WHAT TO DO
Output exactly, please, the lines of the records below from the one containing "I would be grateful if you could tag the black" through the final line.

EXTRACTED INFORMATION
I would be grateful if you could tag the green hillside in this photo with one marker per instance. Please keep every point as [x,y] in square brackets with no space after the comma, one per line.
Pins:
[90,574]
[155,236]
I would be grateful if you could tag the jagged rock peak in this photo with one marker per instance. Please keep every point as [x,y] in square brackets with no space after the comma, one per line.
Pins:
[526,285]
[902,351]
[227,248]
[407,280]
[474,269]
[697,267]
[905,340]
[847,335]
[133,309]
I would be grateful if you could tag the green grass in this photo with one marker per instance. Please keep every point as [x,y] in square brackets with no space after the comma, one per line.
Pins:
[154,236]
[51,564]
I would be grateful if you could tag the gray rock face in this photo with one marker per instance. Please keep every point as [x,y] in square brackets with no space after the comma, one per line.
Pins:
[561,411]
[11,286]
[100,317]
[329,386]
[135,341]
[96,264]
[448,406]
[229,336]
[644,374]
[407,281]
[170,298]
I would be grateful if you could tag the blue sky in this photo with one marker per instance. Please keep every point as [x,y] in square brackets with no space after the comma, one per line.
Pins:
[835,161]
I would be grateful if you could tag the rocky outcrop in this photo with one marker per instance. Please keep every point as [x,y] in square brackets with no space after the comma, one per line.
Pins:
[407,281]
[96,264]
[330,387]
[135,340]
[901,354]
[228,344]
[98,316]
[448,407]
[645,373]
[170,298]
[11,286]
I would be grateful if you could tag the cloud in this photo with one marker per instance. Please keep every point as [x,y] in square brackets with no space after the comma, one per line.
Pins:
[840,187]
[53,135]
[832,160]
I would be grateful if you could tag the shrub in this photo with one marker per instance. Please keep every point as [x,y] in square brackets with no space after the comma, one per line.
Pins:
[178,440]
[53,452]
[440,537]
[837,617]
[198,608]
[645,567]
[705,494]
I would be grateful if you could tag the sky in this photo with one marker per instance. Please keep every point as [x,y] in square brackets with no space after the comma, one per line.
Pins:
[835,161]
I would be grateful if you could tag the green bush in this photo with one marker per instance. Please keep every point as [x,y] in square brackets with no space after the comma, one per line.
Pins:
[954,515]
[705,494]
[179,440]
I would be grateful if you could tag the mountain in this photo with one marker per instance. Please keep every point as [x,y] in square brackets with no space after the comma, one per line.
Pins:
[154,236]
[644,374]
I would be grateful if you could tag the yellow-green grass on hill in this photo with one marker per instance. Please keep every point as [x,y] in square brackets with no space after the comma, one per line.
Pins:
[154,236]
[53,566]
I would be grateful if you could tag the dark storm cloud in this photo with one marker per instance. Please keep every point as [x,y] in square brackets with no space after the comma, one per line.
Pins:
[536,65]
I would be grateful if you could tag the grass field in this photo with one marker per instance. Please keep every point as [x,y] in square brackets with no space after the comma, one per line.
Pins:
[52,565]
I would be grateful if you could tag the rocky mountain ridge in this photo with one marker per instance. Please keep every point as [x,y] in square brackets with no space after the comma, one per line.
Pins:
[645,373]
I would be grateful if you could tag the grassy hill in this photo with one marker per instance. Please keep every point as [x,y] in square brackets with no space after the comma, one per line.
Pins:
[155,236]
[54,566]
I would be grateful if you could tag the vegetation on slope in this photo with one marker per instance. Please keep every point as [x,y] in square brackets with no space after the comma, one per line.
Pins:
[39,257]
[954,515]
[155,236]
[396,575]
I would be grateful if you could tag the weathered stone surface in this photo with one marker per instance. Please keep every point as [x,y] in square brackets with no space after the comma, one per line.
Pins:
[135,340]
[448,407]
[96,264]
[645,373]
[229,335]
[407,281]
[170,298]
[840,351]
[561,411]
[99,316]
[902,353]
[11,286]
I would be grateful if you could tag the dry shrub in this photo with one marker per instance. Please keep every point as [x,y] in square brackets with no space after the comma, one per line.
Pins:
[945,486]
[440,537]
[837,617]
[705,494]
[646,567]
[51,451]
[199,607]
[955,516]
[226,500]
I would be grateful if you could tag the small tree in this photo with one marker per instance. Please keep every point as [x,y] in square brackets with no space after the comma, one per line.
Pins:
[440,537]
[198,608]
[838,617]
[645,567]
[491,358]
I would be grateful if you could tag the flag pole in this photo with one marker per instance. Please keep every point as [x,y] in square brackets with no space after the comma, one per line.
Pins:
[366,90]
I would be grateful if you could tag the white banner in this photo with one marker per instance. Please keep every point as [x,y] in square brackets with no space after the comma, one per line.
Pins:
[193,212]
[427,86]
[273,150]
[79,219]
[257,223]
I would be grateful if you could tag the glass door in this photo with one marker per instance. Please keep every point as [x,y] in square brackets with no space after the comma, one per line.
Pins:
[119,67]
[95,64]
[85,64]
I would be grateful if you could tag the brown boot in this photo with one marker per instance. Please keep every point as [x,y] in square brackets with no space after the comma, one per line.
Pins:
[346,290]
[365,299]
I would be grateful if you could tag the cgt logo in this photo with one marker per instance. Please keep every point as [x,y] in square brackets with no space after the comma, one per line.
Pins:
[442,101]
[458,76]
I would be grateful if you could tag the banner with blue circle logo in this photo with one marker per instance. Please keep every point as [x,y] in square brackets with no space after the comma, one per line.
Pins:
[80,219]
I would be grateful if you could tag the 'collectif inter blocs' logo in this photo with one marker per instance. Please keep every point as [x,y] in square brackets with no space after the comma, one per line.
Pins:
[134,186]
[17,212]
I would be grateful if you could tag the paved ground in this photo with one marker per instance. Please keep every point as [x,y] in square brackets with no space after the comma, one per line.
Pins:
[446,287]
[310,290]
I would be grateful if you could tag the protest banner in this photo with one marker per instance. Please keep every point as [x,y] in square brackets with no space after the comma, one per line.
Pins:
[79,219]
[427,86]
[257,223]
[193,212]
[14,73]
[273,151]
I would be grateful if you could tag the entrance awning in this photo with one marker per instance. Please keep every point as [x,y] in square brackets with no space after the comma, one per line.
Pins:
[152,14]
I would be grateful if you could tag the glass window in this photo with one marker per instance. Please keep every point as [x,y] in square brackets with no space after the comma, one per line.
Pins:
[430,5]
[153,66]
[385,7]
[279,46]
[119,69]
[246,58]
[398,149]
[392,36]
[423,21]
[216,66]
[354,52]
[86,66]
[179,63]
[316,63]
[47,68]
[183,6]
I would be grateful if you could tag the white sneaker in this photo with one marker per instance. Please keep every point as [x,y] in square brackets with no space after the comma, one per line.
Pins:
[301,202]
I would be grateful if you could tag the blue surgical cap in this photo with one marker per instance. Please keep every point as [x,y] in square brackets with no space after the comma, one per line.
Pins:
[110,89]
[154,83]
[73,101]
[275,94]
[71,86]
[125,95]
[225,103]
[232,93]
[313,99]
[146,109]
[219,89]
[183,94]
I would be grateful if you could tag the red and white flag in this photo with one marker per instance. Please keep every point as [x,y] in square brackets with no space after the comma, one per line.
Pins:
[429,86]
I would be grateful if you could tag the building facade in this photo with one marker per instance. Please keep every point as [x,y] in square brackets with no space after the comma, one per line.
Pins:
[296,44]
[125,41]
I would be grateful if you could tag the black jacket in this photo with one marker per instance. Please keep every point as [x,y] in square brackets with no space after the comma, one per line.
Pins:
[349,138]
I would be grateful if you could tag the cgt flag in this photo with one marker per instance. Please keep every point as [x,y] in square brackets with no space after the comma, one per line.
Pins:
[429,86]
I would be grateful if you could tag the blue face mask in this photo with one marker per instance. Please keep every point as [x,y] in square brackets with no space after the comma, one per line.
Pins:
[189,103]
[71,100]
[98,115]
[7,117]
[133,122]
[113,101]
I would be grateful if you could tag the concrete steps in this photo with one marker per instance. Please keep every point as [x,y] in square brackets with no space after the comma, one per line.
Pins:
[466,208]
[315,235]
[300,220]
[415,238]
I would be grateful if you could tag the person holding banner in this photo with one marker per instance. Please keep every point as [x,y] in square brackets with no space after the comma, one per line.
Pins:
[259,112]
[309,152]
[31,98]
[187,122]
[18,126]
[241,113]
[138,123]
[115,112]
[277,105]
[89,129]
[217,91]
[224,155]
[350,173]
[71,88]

THE COMPLETED TASK
I would be grateful if you could tag the black jacket in this photo with one marker per instance. Please keep every point as [x,y] in square brackets with no space after the comma, one per line.
Pins:
[349,138]
I would be grateful if you could tag the cgt flag in this photo with one marker per instance. Please keep every point as [x,y] in square brackets with no space after the comma, one per line.
Pins:
[429,86]
I would be grateful if you could tag the blue face mask in this photo with one marker per instance. Please keep every point as [x,y] in square brackets with no space after the comma, one per line.
Pins:
[189,103]
[71,100]
[98,115]
[7,117]
[133,122]
[113,101]
I would be grateful if you could tag the concrete steps in this photo with one marker per instance. Please keep every point as [x,y] in square brackets with no space after the comma, one per line.
Pins:
[466,208]
[315,235]
[300,220]
[415,238]
I would be grateful if you could tag the person holding banner in this photo with one marker per instance. Please keep every point as [x,y] in square brackets with no space after the comma, one per line.
Pins:
[259,112]
[309,152]
[31,98]
[187,122]
[18,126]
[241,113]
[138,123]
[115,112]
[277,105]
[89,129]
[217,91]
[224,155]
[350,173]
[71,88]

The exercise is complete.